Raw records:
━━━━━━

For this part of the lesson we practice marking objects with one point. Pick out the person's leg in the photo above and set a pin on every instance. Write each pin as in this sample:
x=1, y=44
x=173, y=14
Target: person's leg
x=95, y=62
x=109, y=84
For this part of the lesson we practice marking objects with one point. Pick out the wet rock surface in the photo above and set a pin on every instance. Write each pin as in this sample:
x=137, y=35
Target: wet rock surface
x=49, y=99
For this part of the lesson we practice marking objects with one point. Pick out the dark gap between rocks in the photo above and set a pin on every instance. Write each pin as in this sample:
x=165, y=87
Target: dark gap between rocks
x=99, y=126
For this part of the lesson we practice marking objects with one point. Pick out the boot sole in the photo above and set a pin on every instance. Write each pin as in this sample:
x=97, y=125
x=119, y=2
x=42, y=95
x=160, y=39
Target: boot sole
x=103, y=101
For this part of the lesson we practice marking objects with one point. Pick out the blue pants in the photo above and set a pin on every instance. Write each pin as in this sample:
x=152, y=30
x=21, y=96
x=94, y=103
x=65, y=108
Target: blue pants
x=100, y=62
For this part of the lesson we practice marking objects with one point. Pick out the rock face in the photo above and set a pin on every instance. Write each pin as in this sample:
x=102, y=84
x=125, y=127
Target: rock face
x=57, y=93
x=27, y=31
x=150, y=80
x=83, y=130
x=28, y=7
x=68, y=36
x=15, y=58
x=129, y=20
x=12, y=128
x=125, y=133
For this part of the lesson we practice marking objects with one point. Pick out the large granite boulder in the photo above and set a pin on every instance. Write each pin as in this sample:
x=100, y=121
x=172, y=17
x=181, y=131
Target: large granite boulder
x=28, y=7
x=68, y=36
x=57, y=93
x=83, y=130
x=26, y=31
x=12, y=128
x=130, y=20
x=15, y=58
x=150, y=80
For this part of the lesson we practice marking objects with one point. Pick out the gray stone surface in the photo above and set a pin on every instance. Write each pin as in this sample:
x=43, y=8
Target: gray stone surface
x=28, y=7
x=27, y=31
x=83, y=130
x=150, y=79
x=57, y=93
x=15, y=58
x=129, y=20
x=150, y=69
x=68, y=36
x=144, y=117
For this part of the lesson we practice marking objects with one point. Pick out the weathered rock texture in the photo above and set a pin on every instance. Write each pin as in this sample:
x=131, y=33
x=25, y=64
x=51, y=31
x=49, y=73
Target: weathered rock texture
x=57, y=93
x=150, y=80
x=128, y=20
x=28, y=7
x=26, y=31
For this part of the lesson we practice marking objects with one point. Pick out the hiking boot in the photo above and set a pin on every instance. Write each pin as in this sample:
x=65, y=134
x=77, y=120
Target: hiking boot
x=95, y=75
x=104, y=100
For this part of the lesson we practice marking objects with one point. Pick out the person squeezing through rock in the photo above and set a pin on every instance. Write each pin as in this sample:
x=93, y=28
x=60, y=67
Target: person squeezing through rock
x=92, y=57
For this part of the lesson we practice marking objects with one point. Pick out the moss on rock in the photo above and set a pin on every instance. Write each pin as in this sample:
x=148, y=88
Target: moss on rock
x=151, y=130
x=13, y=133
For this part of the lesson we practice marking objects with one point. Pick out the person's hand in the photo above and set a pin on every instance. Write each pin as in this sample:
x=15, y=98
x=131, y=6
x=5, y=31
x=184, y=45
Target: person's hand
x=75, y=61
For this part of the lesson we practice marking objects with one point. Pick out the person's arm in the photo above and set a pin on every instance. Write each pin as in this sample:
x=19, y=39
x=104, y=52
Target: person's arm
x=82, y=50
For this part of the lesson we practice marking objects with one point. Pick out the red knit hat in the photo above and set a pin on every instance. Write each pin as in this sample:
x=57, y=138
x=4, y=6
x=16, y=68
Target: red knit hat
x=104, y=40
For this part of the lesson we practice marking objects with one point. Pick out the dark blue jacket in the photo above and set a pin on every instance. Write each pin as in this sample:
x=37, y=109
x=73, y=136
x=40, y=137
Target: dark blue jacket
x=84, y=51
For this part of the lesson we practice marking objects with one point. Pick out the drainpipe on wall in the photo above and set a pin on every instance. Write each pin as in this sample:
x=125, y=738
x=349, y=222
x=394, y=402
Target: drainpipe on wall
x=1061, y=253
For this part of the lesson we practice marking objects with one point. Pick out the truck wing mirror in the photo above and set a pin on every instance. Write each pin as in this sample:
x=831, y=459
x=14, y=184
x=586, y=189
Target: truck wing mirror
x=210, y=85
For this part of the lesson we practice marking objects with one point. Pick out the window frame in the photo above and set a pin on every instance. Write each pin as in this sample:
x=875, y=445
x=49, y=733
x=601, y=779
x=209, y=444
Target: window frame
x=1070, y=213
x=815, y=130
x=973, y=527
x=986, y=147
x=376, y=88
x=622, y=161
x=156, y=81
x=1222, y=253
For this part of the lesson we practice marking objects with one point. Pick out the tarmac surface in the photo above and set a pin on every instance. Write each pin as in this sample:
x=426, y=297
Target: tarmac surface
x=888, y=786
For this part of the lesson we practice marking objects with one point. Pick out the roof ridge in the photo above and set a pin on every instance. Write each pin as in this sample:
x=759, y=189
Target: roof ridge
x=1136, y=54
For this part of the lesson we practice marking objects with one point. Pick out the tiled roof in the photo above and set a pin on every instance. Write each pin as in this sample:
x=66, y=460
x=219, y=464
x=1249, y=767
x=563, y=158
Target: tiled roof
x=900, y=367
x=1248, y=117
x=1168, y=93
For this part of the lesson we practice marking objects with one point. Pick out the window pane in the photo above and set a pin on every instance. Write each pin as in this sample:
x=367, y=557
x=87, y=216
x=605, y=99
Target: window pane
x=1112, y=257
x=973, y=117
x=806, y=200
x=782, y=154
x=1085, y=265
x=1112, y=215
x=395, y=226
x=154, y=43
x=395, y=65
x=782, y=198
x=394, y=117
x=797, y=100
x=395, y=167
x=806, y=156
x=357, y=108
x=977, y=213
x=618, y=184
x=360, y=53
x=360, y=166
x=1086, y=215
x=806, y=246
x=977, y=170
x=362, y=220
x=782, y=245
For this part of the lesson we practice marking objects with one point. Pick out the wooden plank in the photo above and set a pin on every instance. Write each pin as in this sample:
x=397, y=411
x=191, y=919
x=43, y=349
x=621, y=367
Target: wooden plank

━━━━━━

[REQUIREMENT]: Copy the entire listing above line for line, without changing or leaving out anything.

[COMPLETE ANSWER]:
For this part of the lesson we practice marking objects with one point. Pick out the person's leg in the photo above and set a pin on every instance. Write each pin as in this sample:
x=1, y=44
x=173, y=14
Target: person's leg
x=95, y=62
x=109, y=84
For this part of the lesson we practice marking objects with one point. Pick out the wet rock surface in the photo above and set a pin on every instance. Write each pin as in this sample:
x=137, y=35
Target: wet rock surface
x=49, y=99
For this part of the lesson we practice marking objects with one point. Pick out the dark gap between rocks in the photo above and set a pin on every instance. Write each pin as in this sample:
x=165, y=87
Target: dark gap between rocks
x=99, y=126
For this part of the lesson we practice marking objects with one point. Pick out the boot sole in the photo above and set a pin on every instance. Write each pin as in this sample:
x=97, y=125
x=119, y=2
x=42, y=95
x=160, y=39
Target: boot sole
x=103, y=101
For this part of the lesson we practice marking objects with one point. Pick out the blue pants in the photo above and set a pin on every instance. Write each pin as in this sample:
x=152, y=30
x=21, y=96
x=94, y=103
x=65, y=108
Target: blue pants
x=100, y=62
For this part of the lesson we practice marking objects with one point. Pick out the rock face in the photo above and set a pin on every instance. Write each pin as in this sample:
x=102, y=84
x=125, y=127
Target: rock face
x=57, y=93
x=27, y=31
x=150, y=80
x=83, y=130
x=28, y=7
x=68, y=36
x=15, y=58
x=129, y=20
x=12, y=128
x=125, y=133
For this part of the lesson we practice marking objects with one point. Pick out the large granite boulder in the photo above and set a pin on every instance. Write each pin as in this sample:
x=100, y=121
x=172, y=17
x=181, y=131
Target: large granite boulder
x=28, y=7
x=68, y=36
x=57, y=93
x=83, y=130
x=26, y=31
x=12, y=128
x=130, y=20
x=15, y=58
x=150, y=80
For this part of the lesson we practice marking objects with one point. Pick out the gray stone surface in the photo above and set a pin on every instance. Write each pin as in this sample:
x=43, y=8
Target: gray stone surface
x=28, y=7
x=27, y=31
x=83, y=130
x=150, y=79
x=57, y=93
x=15, y=58
x=129, y=20
x=150, y=69
x=68, y=36
x=144, y=117
For this part of the lesson we practice marking objects with one point. Pick out the weathered rock texture in the photo above and set a pin on every instance. Write each pin as in this sample:
x=131, y=33
x=25, y=64
x=51, y=31
x=49, y=73
Target: weathered rock texture
x=57, y=93
x=150, y=80
x=128, y=20
x=28, y=7
x=26, y=31
For this part of the lesson we practice marking objects with one point. Pick out the hiking boot in the photo above and set a pin on every instance. Write each pin as in this sample:
x=65, y=134
x=77, y=120
Target: hiking boot
x=95, y=75
x=104, y=100
For this part of the lesson we practice marking objects with one point. Pick out the person squeezing through rock in the photo above and set a pin on every instance. Write each pin as in this sample:
x=93, y=28
x=60, y=67
Target: person squeezing through rock
x=92, y=57
For this part of the lesson we practice marking objects with one point. Pick out the moss on rock in the photo above and set a pin on every instance. Write each pin as in this sample:
x=148, y=88
Target: moss on rock
x=151, y=130
x=13, y=133
For this part of the lesson we practice marking objects with one point. Pick out the person's hand in the photo above and set a pin on every instance. Write each pin as in this sample:
x=15, y=98
x=131, y=6
x=5, y=31
x=184, y=45
Target: person's hand
x=75, y=61
For this part of the lesson we practice marking objects with one point. Pick out the person's arm in the photo above and set a pin on every instance. Write each pin as in this sample:
x=19, y=39
x=104, y=52
Target: person's arm
x=82, y=50
For this part of the lesson we practice marking objects with one point. Pick out the red knit hat in the photo above and set a pin on every instance. Write each pin as in this sample:
x=57, y=138
x=4, y=6
x=16, y=68
Target: red knit hat
x=104, y=40
For this part of the lesson we practice marking objects with one point. Pick out the dark blue jacket in the photo above and set a pin on every instance. Write each pin as in this sample:
x=37, y=109
x=73, y=136
x=40, y=137
Target: dark blue jacket
x=84, y=51
For this part of the lesson we practice marking objects with one point. Pick out the drainpipe on wall in the photo above and set a pin on every instance. Write each pin as in this sample:
x=125, y=738
x=349, y=222
x=394, y=402
Target: drainpipe on wall
x=1061, y=253
For this part of the lesson we practice marking objects with one point. Pick out the truck wing mirror in the photo above and set a pin on every instance. Write each pin as in this sample:
x=831, y=459
x=14, y=184
x=586, y=189
Target: truck wing mirror
x=210, y=85
For this part of the lesson we practice marking objects with one point. Pick out the window frame in the photo above and set a pin on every instance. Write each pin as in this sample:
x=875, y=445
x=49, y=733
x=601, y=779
x=209, y=444
Target: window frame
x=1070, y=213
x=815, y=130
x=973, y=527
x=986, y=147
x=376, y=88
x=622, y=161
x=156, y=81
x=1222, y=253
For this part of the lesson we practice marking objects with one point. Pick out the tarmac surface in the photo above and set a pin on every instance. Write each pin as in this sample:
x=426, y=297
Target: tarmac surface
x=888, y=786
For this part of the lesson we practice marking objects with one point. Pick out the roof ridge in the photo above and set a pin on every instance. Write each pin as in this sample:
x=759, y=189
Target: roof ridge
x=1136, y=54
For this part of the lesson we practice marking objects with one point. Pick out the tiled roof in the photo above and set a pin on every instance. Write each pin as in this sample:
x=66, y=460
x=219, y=464
x=1249, y=767
x=563, y=158
Target: tiled roof
x=900, y=367
x=1248, y=117
x=1168, y=93
For this part of the lesson we practice marking objects with one point. Pick out the window pane in the photo above and set a pin on every instance. Write each pin as in this sample:
x=367, y=557
x=87, y=216
x=605, y=99
Target: window pane
x=1112, y=257
x=973, y=117
x=806, y=200
x=782, y=154
x=1085, y=265
x=1112, y=215
x=395, y=226
x=154, y=43
x=395, y=65
x=782, y=198
x=394, y=117
x=797, y=100
x=395, y=167
x=806, y=156
x=357, y=108
x=977, y=213
x=618, y=184
x=360, y=53
x=360, y=166
x=1086, y=215
x=806, y=246
x=977, y=170
x=362, y=220
x=782, y=245
For this part of the lesson we practice marking objects with one point. Pick out the wooden plank in the photo above and set a pin on every instance. Write each pin as in this sample:
x=397, y=411
x=191, y=919
x=43, y=349
x=621, y=367
Target: wooden plank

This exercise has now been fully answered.